(Saved entries)
********
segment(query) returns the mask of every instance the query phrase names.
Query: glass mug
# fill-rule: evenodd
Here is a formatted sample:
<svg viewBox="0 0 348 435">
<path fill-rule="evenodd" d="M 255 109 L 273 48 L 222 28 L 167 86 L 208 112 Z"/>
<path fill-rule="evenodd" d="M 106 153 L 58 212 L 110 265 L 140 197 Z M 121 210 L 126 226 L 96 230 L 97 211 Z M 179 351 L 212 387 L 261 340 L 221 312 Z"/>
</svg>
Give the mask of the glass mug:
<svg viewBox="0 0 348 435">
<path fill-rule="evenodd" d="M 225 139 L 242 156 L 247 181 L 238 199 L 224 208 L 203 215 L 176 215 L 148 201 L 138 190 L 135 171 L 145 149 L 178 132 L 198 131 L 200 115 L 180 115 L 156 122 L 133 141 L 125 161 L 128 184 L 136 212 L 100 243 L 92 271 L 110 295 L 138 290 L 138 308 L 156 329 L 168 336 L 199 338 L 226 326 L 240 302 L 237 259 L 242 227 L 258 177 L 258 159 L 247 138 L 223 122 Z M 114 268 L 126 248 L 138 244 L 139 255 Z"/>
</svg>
********
Please rewrite all of the data above, replacing "glass mug" with "ceramic cup" and keeping everything else the same.

segment(query) returns the mask of every instance the query phrase names.
Query: ceramic cup
# fill-rule: evenodd
Here is a formatted sample:
<svg viewBox="0 0 348 435">
<path fill-rule="evenodd" d="M 255 109 L 273 48 L 222 28 L 167 86 L 208 112 Z"/>
<path fill-rule="evenodd" d="M 106 153 L 58 212 L 110 265 L 140 197 Z M 121 210 L 126 226 L 96 230 L 97 211 Z M 179 351 L 212 387 L 261 340 L 221 312 Z"/>
</svg>
Give the mask of the ceramic cup:
<svg viewBox="0 0 348 435">
<path fill-rule="evenodd" d="M 225 139 L 242 156 L 247 181 L 238 199 L 224 208 L 203 215 L 176 215 L 148 201 L 138 190 L 135 171 L 145 149 L 178 132 L 198 131 L 200 115 L 180 115 L 156 122 L 133 141 L 125 161 L 128 184 L 136 212 L 100 243 L 92 271 L 110 295 L 138 290 L 138 308 L 156 329 L 168 336 L 199 338 L 226 326 L 240 302 L 237 259 L 242 227 L 258 177 L 258 159 L 247 138 L 223 122 Z M 114 268 L 126 248 L 138 244 L 139 255 Z"/>
</svg>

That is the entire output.